◆ Data extract:
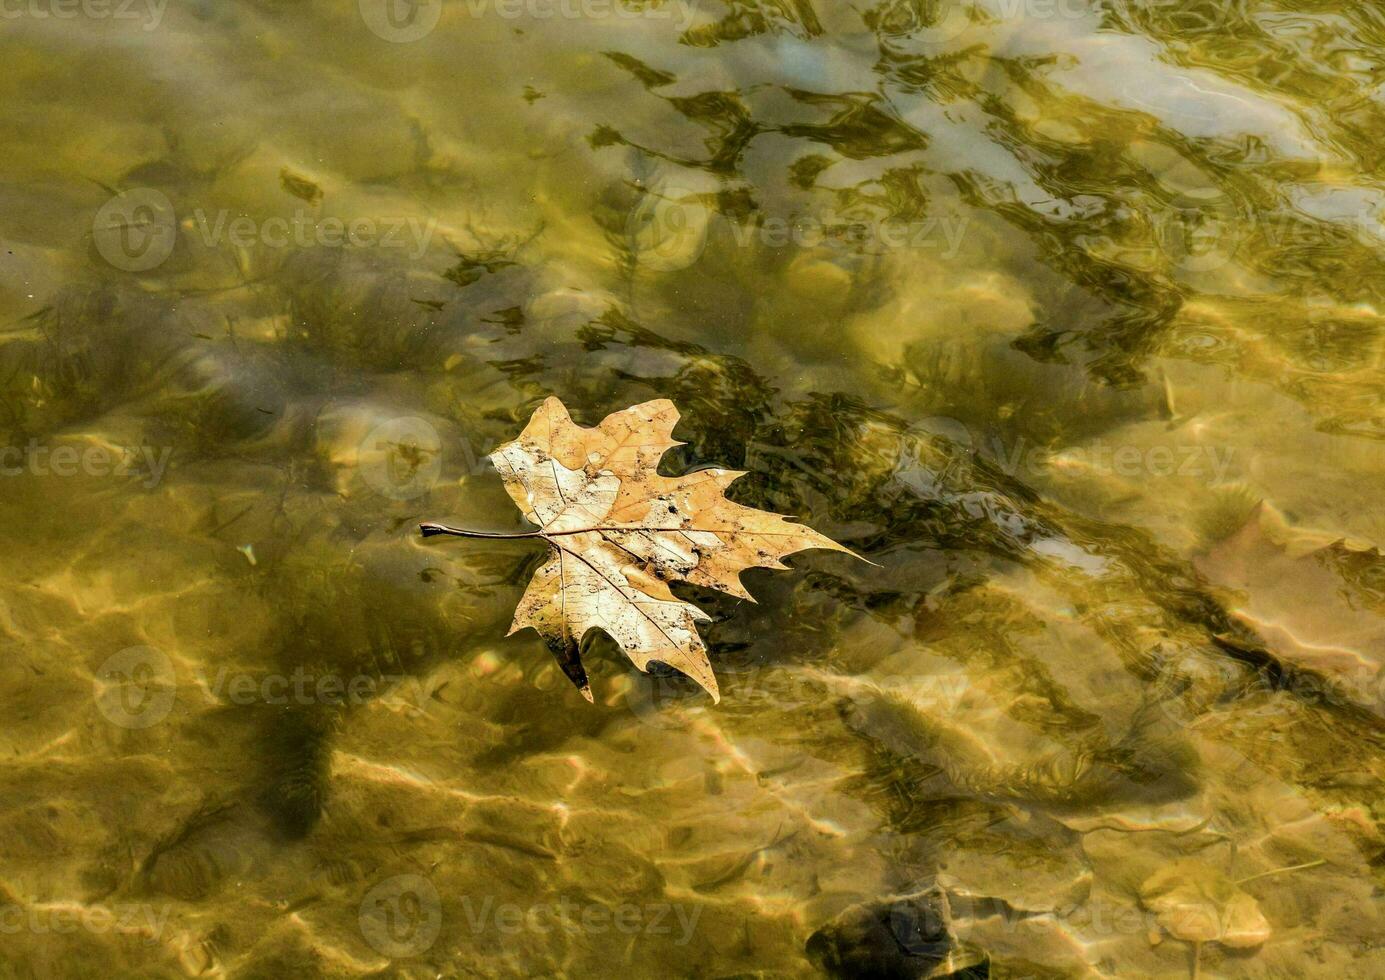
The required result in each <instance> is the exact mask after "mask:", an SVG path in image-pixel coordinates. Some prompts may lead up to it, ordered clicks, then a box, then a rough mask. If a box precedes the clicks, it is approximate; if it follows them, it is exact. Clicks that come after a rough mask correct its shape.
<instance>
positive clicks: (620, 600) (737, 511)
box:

---

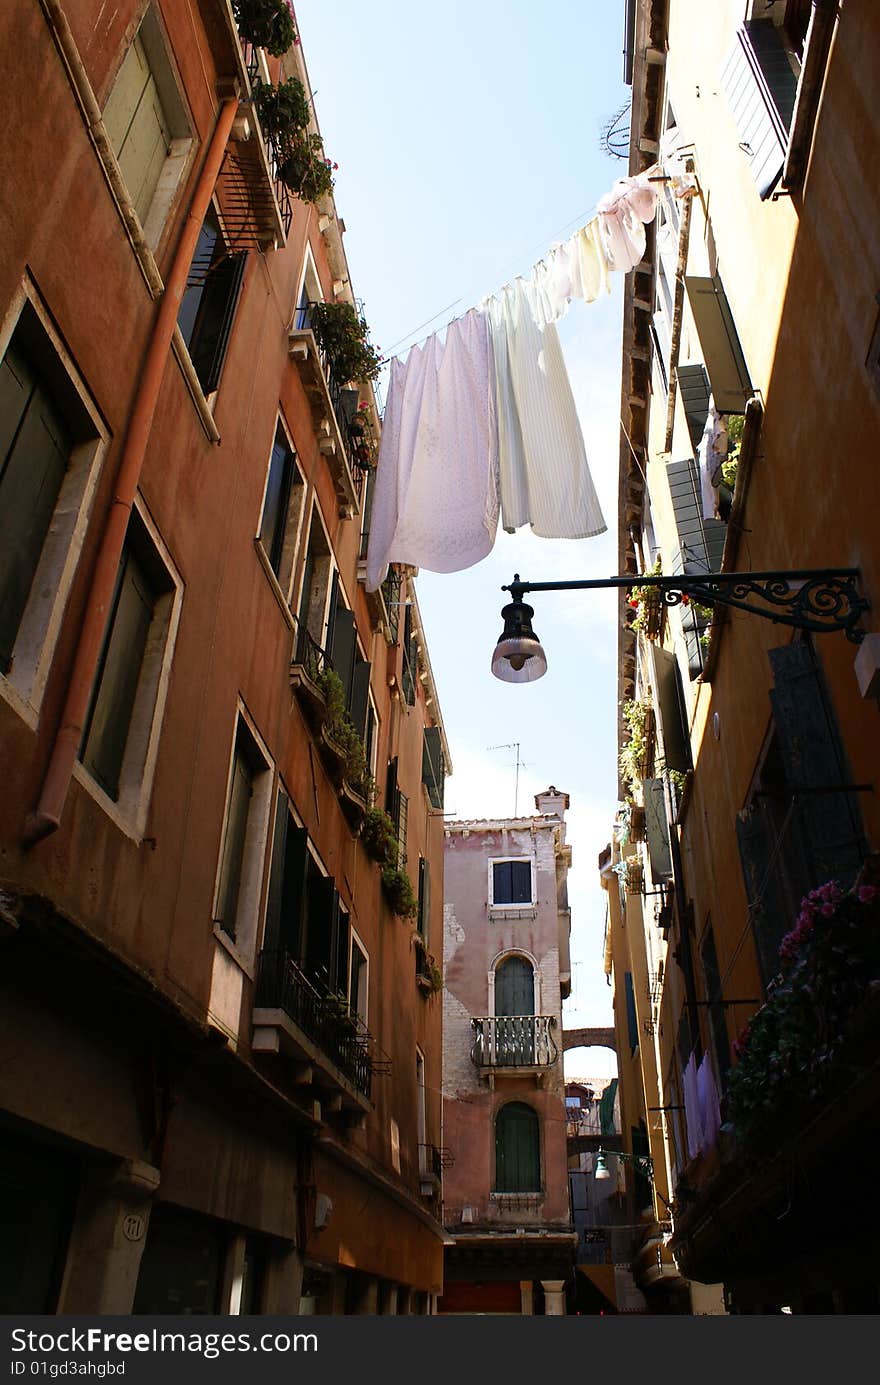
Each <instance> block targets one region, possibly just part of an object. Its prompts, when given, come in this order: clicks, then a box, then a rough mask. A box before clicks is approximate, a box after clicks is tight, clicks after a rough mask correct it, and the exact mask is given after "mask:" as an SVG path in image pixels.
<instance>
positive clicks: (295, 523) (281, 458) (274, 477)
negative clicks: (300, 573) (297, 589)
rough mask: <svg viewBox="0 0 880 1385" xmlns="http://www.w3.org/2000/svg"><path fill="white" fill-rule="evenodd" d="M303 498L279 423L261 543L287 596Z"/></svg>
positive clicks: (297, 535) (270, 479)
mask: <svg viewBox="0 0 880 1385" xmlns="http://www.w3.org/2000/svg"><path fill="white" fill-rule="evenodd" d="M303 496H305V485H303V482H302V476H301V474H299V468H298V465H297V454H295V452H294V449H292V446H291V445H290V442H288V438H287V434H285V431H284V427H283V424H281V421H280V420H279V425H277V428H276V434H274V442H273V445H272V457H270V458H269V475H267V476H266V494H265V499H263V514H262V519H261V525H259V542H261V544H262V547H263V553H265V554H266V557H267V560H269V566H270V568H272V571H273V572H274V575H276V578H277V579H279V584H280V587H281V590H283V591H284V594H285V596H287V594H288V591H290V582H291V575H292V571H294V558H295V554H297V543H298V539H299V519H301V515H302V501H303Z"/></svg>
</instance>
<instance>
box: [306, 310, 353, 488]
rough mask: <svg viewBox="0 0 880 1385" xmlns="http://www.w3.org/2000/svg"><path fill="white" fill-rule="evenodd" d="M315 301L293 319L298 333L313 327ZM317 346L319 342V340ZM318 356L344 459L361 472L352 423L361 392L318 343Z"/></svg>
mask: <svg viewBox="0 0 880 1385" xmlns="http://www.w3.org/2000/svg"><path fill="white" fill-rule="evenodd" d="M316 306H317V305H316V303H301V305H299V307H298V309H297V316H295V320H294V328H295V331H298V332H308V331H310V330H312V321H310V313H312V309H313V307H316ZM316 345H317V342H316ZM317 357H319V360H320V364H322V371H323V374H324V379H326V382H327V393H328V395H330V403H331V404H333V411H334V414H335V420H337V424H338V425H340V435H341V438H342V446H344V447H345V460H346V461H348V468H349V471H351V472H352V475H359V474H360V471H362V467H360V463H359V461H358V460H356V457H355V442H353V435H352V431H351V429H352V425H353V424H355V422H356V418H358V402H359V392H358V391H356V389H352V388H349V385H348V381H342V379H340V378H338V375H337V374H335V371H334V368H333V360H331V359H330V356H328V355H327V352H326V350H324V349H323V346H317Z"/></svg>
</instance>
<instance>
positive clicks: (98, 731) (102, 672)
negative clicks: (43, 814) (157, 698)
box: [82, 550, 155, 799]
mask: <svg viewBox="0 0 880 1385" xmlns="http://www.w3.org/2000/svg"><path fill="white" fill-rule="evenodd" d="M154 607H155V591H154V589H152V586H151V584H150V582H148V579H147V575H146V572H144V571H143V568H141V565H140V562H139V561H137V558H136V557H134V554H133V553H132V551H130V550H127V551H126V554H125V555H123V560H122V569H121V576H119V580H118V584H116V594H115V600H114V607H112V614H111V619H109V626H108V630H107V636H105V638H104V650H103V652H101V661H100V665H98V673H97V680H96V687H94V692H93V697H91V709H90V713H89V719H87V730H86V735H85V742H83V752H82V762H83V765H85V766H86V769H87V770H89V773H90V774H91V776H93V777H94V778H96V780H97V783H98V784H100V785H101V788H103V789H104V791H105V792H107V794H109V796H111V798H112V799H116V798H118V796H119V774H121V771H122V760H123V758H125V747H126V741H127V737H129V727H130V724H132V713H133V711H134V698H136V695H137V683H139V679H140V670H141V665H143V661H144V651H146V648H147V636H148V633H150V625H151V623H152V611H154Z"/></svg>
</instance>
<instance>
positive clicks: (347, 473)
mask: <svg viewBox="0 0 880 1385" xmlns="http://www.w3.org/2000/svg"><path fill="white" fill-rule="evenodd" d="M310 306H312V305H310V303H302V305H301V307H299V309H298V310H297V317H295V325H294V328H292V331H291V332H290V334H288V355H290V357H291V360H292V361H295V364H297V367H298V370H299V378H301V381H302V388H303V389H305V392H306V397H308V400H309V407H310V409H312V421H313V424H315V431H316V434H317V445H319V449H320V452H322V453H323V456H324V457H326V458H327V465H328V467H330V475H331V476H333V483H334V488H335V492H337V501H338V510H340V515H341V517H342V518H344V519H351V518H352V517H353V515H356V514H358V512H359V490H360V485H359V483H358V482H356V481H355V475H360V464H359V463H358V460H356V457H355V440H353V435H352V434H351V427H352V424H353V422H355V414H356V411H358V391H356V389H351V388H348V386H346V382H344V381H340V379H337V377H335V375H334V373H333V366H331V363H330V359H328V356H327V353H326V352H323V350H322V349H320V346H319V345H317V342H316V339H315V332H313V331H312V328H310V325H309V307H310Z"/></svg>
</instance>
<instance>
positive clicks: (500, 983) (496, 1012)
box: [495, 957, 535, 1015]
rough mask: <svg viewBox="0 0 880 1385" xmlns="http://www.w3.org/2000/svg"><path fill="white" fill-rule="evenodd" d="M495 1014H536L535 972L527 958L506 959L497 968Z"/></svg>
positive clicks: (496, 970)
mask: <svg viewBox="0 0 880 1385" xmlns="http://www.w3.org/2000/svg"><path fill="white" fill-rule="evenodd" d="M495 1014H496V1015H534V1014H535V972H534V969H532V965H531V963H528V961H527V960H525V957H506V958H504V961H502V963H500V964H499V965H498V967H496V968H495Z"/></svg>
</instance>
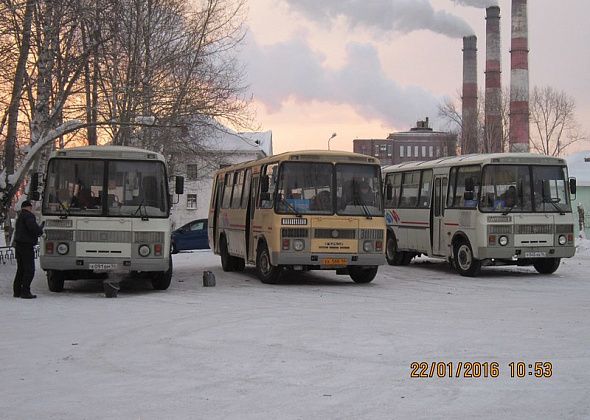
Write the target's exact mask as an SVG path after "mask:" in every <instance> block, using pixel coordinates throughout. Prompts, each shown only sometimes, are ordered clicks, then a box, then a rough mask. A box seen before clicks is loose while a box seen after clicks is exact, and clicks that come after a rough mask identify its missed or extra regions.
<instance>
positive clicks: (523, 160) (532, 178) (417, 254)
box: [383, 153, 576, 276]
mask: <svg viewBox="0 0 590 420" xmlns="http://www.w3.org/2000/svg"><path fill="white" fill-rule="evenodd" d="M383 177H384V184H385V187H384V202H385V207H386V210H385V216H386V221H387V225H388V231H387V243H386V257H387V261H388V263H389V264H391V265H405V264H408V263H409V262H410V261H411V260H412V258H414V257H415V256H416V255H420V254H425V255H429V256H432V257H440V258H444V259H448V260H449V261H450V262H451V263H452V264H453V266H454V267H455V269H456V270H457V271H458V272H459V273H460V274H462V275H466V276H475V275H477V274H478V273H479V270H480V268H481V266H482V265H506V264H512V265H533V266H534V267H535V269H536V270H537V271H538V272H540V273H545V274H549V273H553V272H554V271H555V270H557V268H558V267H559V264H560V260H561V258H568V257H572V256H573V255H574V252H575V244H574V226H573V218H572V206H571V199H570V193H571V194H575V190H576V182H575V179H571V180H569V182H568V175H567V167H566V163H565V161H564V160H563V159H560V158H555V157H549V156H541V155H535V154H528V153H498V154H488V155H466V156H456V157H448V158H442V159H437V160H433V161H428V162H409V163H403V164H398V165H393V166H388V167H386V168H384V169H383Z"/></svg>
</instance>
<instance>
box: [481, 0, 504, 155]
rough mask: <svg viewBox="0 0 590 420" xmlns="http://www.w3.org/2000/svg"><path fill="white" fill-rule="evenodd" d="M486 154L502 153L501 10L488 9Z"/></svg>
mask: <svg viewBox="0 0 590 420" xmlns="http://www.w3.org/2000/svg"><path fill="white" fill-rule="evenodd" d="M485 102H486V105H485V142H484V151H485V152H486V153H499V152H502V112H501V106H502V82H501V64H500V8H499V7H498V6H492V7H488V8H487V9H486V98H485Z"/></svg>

==

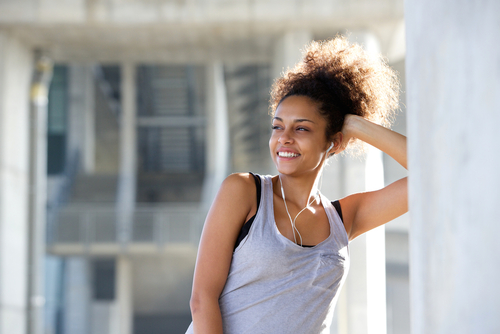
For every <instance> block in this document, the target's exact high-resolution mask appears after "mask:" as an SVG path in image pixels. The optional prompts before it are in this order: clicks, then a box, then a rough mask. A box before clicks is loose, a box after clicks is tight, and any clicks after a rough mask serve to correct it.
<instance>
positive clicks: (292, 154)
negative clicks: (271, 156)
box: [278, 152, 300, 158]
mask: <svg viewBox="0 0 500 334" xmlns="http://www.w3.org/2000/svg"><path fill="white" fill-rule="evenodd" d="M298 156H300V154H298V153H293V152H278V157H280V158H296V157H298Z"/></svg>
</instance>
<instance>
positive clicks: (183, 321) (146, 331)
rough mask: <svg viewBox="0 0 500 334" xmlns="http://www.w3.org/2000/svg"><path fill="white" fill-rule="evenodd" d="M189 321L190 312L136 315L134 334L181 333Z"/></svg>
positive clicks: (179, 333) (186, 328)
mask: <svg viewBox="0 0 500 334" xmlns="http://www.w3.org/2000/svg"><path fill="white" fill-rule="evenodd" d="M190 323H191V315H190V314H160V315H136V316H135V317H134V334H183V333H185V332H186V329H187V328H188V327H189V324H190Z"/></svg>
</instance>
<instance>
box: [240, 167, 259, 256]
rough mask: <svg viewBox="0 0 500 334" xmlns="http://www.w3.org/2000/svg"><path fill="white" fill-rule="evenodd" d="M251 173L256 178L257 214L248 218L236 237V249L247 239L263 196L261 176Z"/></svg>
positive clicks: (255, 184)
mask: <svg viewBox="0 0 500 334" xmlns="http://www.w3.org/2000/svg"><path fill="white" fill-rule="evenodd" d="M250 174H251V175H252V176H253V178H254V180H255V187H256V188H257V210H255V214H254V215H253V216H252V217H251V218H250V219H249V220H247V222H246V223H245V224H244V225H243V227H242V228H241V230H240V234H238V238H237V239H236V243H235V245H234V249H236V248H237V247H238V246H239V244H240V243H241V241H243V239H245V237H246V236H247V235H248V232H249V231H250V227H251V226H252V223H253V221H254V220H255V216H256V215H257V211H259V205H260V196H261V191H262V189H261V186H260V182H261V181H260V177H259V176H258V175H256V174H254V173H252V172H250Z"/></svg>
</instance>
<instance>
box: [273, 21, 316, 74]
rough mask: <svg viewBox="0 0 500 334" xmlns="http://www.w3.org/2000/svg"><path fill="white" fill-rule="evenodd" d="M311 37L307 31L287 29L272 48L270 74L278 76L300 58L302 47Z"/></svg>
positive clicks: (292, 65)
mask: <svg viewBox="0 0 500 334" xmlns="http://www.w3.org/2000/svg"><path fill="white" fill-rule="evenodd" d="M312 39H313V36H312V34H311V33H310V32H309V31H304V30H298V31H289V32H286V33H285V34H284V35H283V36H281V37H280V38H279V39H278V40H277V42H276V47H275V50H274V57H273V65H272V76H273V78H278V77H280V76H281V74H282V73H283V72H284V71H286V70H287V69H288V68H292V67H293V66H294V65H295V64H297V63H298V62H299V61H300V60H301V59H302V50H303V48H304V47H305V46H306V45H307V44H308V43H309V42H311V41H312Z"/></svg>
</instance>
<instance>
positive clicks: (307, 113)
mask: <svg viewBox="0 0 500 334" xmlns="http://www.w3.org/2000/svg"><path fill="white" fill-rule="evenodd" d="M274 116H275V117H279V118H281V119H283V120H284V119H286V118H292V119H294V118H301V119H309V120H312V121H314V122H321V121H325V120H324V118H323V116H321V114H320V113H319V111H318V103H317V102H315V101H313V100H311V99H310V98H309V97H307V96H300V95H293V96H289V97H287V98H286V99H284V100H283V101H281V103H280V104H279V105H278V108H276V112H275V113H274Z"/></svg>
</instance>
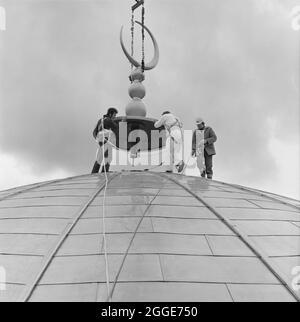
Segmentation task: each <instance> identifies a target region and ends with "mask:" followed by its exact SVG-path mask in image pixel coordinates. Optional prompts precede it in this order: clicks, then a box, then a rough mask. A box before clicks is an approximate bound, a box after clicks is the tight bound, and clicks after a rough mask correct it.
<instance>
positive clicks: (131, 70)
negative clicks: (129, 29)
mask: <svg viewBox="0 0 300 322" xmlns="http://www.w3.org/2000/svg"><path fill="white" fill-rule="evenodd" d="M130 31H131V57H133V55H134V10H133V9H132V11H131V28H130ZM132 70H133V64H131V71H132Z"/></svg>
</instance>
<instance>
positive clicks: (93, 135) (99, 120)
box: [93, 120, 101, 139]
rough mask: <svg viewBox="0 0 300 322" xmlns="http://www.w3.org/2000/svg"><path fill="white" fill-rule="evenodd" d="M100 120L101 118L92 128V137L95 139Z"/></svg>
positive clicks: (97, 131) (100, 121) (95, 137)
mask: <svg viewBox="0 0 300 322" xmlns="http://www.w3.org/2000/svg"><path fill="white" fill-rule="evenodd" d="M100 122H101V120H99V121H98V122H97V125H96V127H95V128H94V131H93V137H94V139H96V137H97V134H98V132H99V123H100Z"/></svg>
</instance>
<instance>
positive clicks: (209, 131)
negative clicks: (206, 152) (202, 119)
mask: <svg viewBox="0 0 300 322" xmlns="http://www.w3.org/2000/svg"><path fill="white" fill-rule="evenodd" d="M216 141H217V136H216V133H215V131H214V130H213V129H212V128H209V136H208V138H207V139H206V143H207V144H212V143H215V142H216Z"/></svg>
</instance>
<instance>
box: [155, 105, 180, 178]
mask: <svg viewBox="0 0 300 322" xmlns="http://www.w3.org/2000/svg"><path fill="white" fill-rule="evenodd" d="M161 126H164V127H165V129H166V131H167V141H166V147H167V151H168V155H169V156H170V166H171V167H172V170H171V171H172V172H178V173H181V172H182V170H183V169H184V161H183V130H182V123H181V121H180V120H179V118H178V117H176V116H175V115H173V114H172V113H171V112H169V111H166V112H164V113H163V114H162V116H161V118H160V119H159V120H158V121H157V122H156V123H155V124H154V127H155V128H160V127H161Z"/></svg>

◆ The problem: Set down only the lines above that fall between the line holding "positive clicks: (292, 154)" and the line holding "173L256 178L257 214L248", inclusive, keeping each exact.

◆ The answer:
positive clicks: (292, 154)
negative clicks: (271, 156)
box: [278, 152, 300, 158]
mask: <svg viewBox="0 0 500 334" xmlns="http://www.w3.org/2000/svg"><path fill="white" fill-rule="evenodd" d="M298 156H300V154H298V153H293V152H278V157H280V158H296V157H298Z"/></svg>
</instance>
<instance>
positive clicks: (183, 321) (146, 331)
rough mask: <svg viewBox="0 0 500 334" xmlns="http://www.w3.org/2000/svg"><path fill="white" fill-rule="evenodd" d="M189 321L190 312L136 315L134 334L181 333Z"/></svg>
positive clicks: (179, 333) (186, 328)
mask: <svg viewBox="0 0 500 334" xmlns="http://www.w3.org/2000/svg"><path fill="white" fill-rule="evenodd" d="M190 323H191V315H190V314H160V315H136V316H135V317H134V334H183V333H185V332H186V329H187V328H188V327H189V324H190Z"/></svg>
</instance>
<instance>
box: [240, 167, 259, 256]
rough mask: <svg viewBox="0 0 500 334" xmlns="http://www.w3.org/2000/svg"><path fill="white" fill-rule="evenodd" d="M251 173L256 178L257 214L248 218L236 237V249L247 239L263 196L261 176Z"/></svg>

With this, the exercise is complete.